(Passage shown Opens)
The water quality data would, Jordan hoped, provide a snapshot of the health of the Boise River as the population of Idaho continues to grow. According to census estimates, Boise is among the 10 fastest-growing metros in the nation, and that growth means increasing water demand. “That’s why we need the baseline,” Jordan said. “It’s a point of reference.”
Water quality index factors in data from nine measurements — including temperature, pH, fecal coliform bacteria, and total nitrogen — to grade bodies of water on a scale from 1 to 100, with higher numbers indicating better overall quality.
“The beauty of the water quality index is, you get all this data, run it through a mathematical model, and get a single number,” said Bob Beckwith, a retired science teacher who oversaw the riverside workshops along Swain’s route. “As you go down the river, you see that number diminish.”
The water quality values ranged from 85 at Redfish Lake to 67 at Martin Landing, where the Boise River flows into the Snake River. The individual water quality tests revealed more nuanced trends.
“As we moved down the river, especially below Boise, we saw temperatures rising, more elevated phosphate, nitrate, and fecal coliform levels,” said IBO’s Dermott. She spelled out the implications: Elevated temperatures can be harmful to fish. Too much phosphate can encourage the growth of toxic blue-green algae. High levels of fecal coliform can indicate higher bacteria levels.
(Passage shown Closes)
(Records supplied Opens)
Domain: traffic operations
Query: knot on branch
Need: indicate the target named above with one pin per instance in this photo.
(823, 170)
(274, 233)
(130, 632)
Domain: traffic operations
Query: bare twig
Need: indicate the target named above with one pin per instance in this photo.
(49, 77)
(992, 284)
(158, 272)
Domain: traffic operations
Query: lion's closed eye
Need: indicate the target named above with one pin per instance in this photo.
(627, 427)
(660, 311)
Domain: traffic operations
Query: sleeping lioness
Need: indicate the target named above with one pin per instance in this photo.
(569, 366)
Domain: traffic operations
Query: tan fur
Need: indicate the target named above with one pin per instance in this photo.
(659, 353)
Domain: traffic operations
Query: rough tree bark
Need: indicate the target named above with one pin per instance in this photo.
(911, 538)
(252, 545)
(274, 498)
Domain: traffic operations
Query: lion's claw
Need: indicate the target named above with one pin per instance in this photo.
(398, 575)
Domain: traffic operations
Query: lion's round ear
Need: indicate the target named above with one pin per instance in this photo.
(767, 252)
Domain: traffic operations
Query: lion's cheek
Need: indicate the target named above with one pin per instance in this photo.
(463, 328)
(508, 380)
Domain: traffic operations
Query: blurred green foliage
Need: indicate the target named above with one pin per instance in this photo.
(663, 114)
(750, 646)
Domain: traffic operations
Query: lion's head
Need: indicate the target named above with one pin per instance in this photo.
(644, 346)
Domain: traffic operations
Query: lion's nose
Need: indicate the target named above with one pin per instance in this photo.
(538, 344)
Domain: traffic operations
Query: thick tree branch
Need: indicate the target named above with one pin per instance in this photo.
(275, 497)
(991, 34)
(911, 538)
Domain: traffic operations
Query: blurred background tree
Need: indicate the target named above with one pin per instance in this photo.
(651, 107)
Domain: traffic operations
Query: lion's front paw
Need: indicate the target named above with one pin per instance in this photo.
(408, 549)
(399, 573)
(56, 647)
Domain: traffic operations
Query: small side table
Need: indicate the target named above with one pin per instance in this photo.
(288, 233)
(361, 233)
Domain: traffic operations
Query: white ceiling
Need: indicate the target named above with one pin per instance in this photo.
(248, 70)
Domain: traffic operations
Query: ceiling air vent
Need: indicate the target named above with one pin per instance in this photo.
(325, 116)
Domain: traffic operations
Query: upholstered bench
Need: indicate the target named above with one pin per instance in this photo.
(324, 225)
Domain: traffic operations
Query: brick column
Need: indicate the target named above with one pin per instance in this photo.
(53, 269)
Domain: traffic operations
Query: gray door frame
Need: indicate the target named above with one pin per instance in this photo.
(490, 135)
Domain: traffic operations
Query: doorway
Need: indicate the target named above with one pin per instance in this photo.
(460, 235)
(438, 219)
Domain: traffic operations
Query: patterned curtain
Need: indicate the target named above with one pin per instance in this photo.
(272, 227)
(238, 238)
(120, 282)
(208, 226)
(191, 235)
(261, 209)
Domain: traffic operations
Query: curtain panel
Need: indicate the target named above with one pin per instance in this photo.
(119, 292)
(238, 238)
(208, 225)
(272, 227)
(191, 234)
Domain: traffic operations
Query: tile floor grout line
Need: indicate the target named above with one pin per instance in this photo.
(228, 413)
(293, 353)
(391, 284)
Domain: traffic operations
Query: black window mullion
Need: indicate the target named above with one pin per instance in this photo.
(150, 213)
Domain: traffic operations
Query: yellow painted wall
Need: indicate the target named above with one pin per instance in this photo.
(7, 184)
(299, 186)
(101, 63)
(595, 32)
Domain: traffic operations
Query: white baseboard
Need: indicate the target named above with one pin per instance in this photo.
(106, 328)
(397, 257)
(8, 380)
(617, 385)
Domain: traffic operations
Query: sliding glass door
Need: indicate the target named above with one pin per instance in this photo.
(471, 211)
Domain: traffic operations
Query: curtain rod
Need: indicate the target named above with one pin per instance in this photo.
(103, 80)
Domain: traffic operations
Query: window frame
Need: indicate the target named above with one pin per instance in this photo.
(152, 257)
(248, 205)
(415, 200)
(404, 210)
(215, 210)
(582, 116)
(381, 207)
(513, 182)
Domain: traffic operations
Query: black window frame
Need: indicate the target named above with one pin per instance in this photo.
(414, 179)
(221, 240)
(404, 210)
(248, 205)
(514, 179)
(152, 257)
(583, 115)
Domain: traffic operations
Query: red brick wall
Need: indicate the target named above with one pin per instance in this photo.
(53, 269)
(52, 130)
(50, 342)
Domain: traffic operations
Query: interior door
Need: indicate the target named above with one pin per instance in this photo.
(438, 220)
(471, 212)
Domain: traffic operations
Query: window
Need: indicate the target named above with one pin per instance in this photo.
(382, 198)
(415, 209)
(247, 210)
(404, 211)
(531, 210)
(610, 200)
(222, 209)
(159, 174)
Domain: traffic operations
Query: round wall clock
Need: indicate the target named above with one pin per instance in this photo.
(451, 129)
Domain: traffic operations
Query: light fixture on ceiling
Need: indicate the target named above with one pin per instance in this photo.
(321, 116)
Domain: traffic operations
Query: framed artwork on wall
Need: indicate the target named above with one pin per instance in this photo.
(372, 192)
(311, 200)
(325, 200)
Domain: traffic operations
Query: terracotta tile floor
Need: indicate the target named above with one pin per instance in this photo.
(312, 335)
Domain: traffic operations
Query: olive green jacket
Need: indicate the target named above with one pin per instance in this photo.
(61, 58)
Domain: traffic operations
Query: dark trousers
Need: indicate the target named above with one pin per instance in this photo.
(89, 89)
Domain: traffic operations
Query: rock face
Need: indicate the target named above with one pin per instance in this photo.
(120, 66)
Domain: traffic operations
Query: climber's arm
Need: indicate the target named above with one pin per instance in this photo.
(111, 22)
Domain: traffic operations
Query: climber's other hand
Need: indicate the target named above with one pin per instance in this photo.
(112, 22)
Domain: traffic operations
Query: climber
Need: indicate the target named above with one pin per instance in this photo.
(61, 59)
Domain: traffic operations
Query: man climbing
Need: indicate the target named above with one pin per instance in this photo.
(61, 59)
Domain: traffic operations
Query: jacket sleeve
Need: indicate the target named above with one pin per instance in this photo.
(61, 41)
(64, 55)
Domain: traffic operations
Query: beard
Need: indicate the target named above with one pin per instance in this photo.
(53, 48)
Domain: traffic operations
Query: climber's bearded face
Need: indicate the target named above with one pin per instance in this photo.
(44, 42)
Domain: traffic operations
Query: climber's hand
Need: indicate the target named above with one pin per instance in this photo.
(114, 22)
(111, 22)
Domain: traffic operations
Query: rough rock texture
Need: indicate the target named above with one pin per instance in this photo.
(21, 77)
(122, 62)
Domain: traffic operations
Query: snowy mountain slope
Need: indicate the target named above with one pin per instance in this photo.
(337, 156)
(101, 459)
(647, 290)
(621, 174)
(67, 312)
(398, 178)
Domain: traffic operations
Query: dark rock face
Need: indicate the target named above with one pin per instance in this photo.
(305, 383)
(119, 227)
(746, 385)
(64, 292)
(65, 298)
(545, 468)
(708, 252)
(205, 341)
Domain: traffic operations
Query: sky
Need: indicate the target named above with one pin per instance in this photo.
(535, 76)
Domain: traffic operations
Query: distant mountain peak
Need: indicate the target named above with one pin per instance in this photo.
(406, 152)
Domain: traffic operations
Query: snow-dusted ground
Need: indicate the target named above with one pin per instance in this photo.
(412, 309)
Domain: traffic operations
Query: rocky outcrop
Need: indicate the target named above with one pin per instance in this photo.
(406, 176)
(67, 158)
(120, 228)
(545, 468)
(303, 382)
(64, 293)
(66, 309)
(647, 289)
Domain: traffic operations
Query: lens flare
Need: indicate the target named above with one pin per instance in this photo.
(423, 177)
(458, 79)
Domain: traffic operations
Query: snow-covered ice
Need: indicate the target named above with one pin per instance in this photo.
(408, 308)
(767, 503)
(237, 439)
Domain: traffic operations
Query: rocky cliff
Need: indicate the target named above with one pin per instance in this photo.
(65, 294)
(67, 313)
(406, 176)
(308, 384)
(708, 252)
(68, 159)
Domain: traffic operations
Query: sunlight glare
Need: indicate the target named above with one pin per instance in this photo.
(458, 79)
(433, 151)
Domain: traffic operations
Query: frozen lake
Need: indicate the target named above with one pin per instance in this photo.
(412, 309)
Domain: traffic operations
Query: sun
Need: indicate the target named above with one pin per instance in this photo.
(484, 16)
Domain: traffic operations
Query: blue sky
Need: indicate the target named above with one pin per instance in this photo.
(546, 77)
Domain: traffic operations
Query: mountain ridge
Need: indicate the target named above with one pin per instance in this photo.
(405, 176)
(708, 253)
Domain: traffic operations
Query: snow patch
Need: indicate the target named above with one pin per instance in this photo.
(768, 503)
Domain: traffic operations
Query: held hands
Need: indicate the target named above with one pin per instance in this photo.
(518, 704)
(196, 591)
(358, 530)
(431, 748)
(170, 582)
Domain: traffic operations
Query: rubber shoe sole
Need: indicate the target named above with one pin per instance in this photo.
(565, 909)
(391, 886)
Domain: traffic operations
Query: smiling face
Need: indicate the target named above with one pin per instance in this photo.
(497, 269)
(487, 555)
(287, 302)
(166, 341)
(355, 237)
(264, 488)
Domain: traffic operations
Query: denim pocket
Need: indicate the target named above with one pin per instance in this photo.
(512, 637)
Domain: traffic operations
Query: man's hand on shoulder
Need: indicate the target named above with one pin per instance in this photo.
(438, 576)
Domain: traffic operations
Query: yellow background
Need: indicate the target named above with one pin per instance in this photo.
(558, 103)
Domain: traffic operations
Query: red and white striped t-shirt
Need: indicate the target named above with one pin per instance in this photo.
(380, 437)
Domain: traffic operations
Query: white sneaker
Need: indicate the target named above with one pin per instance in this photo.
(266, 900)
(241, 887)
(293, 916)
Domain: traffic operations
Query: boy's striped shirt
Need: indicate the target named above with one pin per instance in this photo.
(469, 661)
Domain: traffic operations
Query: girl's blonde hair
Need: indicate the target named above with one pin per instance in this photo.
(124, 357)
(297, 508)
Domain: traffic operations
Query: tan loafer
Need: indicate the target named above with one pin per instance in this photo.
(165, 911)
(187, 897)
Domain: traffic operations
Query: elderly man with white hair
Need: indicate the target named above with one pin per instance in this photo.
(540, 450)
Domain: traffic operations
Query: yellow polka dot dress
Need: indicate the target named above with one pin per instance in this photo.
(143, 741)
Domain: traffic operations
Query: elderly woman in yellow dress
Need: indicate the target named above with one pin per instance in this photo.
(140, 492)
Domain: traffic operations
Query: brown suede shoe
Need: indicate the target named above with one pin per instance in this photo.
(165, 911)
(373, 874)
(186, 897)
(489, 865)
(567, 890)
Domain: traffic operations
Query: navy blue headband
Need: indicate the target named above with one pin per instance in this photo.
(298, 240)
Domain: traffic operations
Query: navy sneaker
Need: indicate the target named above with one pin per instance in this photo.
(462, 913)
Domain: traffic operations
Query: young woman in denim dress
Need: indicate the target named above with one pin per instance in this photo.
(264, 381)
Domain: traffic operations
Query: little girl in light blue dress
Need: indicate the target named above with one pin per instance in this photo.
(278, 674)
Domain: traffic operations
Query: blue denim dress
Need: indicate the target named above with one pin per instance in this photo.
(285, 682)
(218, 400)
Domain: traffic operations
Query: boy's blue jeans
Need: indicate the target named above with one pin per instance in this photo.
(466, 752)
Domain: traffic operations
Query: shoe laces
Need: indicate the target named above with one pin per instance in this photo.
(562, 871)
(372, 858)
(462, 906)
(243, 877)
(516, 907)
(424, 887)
(Records supplied Closes)
Problems to solve:
[1] Name every person whose words the passage on Boise River water quality quotes directly.
[2] Repeat the passage on Boise River water quality from "Water quality index factors" up to and including "better overall quality.".

Task-by-task answers:
[1] Jordan, Bob Beckwith, Dermott

[2]
Water quality index factors in data from nine measurements — including temperature, pH, fecal coliform bacteria, and total nitrogen — to grade bodies of water on a scale from 1 to 100, with higher numbers indicating better overall quality.